■ **Text**:
┄┄┄┄┄┄┄┄┄┄

Saturday, August 6, 2011

Sorry mom, you may have to find a new blog to click 1000's of times

I haven't posted anything in almost a month.  This does not bode well for my future in residency when I will similarly have no time.  See right now I'm doing a "Sub I" in my chosen specialty, which happens to be a pretty intense one.  Like the most intense one (arguably).  And they are taking no shortcuts on mercilessly beating the living shit out of me at every turn.

See I'm on call literally every other day.  That means every day of my life, I'm either on call (staying over night with a pager and a sticker on my forehead that says, "your bitch") or post-call (the day after call, when you haven't slept).  That is brutal.  Literally more brutal than anything else possible.  You can't be on call more than that.  And it's much worse than that.  Instead of going home post-call at 11 or 12, like a resident on call, I'm going to the OR and staying until at least 530.  Calculating it out, that's 36+ hours of straight work*.  I've worked 41 hours in 2 days. That's overtime in 2 days.

┄┄┄┄┄┄┄┄┄┄

■ **The task**: In the blog post, how often is the writer on call during the Sub I?

┄┄┄┄┄┄┄┄┄┄

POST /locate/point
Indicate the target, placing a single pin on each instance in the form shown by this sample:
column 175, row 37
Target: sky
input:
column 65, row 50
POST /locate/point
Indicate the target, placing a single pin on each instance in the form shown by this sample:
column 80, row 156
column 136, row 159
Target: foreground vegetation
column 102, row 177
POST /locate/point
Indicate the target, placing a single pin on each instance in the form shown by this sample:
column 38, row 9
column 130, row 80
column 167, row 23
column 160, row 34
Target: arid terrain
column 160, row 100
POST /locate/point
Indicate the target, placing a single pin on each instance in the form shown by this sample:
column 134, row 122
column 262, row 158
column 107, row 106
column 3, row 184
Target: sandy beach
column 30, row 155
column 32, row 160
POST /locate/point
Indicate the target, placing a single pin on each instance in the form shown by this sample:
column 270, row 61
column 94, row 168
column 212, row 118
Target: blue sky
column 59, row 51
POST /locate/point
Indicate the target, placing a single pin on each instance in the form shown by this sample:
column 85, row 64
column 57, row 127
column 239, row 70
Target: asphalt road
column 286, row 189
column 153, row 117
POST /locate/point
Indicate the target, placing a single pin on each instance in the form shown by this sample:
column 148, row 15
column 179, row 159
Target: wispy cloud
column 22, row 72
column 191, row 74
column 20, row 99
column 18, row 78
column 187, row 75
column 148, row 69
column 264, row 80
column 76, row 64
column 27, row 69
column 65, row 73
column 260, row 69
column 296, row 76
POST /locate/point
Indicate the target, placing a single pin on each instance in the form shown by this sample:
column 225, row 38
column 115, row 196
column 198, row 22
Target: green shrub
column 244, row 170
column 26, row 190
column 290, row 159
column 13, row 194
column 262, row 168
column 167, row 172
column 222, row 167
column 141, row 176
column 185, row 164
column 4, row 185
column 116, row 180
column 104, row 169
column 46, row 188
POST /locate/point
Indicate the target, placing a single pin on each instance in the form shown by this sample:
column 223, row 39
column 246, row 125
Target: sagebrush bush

┄┄┄┄┄┄┄┄┄┄

■ **Result of this exercise**: Literally every other day.